What the task asks: Edit the rows below, from the start of the rows through the line containing "(0, 0), (120, 81)", by changing "eurasian jay" to "Eurasian jay" wherever it occurs. Reproduce those lines with everything else unchanged.

Data for this exercise:
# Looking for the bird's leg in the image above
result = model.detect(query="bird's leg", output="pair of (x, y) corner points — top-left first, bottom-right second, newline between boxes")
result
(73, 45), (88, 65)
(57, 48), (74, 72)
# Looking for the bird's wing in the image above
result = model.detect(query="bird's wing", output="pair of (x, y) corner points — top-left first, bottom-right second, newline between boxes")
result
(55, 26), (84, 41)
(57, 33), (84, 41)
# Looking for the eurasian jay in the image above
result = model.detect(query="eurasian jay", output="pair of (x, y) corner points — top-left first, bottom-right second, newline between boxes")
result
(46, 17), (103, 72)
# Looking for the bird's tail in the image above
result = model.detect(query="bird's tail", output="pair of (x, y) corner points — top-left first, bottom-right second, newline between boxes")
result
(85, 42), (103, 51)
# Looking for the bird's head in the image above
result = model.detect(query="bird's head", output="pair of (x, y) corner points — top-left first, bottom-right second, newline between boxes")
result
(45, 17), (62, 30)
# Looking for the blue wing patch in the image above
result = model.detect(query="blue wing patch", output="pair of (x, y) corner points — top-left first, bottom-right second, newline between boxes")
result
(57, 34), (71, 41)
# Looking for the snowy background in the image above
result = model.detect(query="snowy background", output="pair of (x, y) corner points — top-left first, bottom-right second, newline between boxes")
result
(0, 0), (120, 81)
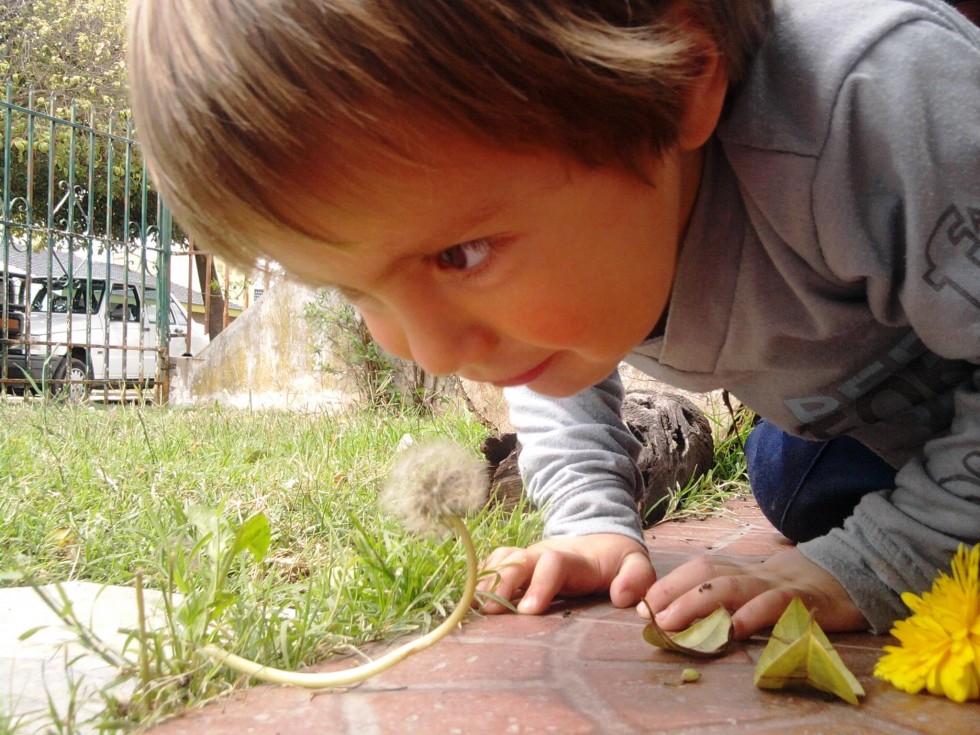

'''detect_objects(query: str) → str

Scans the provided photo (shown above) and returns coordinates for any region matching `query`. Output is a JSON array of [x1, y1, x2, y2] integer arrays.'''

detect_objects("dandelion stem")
[[204, 516, 477, 689]]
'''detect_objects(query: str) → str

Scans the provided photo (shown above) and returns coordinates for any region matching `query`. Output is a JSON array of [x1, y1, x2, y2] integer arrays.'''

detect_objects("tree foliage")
[[0, 0, 157, 244]]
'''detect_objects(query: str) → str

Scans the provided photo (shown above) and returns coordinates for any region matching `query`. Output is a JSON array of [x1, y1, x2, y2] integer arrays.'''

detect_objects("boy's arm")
[[482, 373, 655, 614], [648, 8, 980, 636]]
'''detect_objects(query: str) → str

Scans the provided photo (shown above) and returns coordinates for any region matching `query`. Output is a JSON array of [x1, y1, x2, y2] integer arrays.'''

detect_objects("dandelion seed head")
[[381, 440, 489, 533]]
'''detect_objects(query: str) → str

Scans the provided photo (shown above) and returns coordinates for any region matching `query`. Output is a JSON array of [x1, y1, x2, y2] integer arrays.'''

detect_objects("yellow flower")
[[875, 544, 980, 702]]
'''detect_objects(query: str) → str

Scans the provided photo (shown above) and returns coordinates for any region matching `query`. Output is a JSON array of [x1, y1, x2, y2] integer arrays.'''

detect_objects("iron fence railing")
[[0, 85, 174, 401]]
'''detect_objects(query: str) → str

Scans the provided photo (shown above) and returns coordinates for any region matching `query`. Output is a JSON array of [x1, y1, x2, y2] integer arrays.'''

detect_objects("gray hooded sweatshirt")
[[507, 0, 980, 632]]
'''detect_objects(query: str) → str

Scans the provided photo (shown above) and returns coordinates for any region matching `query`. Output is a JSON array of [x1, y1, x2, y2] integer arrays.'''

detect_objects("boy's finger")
[[609, 553, 657, 607], [641, 556, 736, 615], [517, 549, 601, 615], [477, 547, 534, 615]]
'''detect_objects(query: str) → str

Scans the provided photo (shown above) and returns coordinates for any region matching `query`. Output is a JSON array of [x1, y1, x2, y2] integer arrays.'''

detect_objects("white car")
[[4, 277, 209, 400]]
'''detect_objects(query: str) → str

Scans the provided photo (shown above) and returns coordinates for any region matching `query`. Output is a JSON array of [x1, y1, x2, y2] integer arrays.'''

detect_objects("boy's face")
[[270, 129, 700, 396]]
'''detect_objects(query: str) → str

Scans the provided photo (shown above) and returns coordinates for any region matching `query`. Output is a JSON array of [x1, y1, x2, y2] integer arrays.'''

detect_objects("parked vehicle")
[[0, 276, 208, 401]]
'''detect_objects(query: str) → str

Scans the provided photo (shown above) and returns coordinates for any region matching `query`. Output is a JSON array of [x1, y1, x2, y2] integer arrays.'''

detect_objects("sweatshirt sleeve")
[[800, 15, 980, 632], [505, 373, 643, 544]]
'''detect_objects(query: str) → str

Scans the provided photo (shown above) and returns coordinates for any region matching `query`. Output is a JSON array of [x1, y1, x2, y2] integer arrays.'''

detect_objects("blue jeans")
[[745, 420, 896, 542]]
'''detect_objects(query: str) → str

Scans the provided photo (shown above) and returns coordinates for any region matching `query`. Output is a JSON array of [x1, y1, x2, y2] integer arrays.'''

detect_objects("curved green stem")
[[204, 516, 477, 689]]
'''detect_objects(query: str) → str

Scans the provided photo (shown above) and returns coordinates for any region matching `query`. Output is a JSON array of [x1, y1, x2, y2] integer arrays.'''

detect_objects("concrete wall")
[[170, 279, 346, 410]]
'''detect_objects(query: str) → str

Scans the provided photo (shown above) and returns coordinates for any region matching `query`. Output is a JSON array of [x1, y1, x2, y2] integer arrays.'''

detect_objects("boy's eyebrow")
[[308, 201, 504, 250]]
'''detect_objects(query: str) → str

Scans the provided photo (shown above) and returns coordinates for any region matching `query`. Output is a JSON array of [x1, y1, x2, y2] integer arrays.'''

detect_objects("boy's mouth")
[[490, 355, 554, 388]]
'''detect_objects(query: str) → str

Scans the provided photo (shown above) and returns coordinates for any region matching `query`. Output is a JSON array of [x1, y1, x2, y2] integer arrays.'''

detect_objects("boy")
[[130, 0, 980, 637]]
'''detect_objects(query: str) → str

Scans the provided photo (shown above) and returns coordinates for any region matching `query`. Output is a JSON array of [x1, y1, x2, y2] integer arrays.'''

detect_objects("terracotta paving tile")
[[144, 501, 980, 735]]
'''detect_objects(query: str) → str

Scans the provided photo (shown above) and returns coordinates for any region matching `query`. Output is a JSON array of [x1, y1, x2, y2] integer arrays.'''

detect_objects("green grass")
[[0, 401, 752, 735]]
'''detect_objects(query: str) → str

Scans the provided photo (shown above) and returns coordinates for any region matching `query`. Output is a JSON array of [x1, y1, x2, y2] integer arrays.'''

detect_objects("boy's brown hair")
[[129, 0, 771, 263]]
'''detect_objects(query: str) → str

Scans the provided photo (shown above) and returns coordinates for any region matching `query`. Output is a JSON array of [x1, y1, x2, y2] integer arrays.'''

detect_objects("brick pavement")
[[150, 499, 980, 735]]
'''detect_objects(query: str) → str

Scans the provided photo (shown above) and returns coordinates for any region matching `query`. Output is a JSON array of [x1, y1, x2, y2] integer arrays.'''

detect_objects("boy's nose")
[[405, 317, 493, 375], [367, 304, 496, 375]]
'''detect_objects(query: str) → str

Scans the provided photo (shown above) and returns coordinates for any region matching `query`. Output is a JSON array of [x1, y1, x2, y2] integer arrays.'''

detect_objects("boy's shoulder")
[[719, 0, 980, 156]]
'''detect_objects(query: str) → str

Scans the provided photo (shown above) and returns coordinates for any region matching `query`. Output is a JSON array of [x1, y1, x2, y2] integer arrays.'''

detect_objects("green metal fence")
[[0, 86, 174, 401]]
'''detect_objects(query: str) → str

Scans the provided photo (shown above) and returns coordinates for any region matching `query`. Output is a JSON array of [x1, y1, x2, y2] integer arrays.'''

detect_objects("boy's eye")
[[438, 239, 493, 271]]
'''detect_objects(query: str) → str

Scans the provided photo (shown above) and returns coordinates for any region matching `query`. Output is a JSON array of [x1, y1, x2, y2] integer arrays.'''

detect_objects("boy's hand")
[[479, 533, 657, 615], [640, 549, 868, 638]]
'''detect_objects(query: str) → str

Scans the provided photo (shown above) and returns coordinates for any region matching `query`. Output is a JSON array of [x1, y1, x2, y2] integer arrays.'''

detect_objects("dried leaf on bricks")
[[643, 606, 735, 658], [755, 598, 864, 704]]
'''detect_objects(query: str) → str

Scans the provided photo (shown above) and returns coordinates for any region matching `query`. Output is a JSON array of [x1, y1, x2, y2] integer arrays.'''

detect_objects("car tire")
[[51, 356, 92, 403]]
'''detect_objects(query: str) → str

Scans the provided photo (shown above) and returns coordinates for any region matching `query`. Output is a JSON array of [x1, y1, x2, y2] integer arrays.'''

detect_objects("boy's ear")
[[677, 43, 728, 151]]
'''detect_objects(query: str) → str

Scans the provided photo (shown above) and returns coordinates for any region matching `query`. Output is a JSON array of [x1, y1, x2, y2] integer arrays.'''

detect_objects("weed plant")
[[0, 401, 744, 735]]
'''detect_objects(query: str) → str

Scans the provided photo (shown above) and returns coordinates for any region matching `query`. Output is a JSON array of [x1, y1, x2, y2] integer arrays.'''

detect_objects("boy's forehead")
[[276, 125, 578, 236]]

Result of this exercise:
# Looking for the bird's leg in the image above
result = model.detect(query="bird's leg", output="pair of (x, y) corner points — top-left first, bottom-right second, newline between boxes")
result
(73, 45), (88, 65)
(57, 48), (74, 72)
# Looking for the bird's wing in the image above
result = model.detect(query="bird's wing", output="pair of (x, y) corner points — top-left first, bottom-right second, newline between boxes")
result
(55, 26), (84, 41)
(57, 33), (84, 41)
# Looking for the Eurasian jay in the image above
result = model.detect(query="Eurasian jay", output="pair of (x, y) corner points — top-left first, bottom-right second, newline between boxes")
result
(46, 17), (103, 72)
# Looking for the bird's tail in the image above
result = model.detect(query="bird's tail", output="pair of (x, y) corner points — top-left first, bottom-right second, newline between boxes")
result
(85, 42), (103, 51)
# Looking for the bird's head in the image above
result = model.detect(query="bird's head", output="pair of (x, y) corner points — top-left first, bottom-right second, newline between boxes")
result
(45, 17), (62, 30)
# Looking for the blue wing patch in the image above
result = model.detect(query="blue wing patch", output="pair of (x, y) corner points — top-left first, bottom-right second, newline between boxes")
result
(57, 34), (71, 41)
# Looking for the snowy background in the image above
result = model.detect(query="snowy background", output="pair of (x, y) corner points — top-left first, bottom-right second, newline between boxes")
result
(0, 0), (120, 81)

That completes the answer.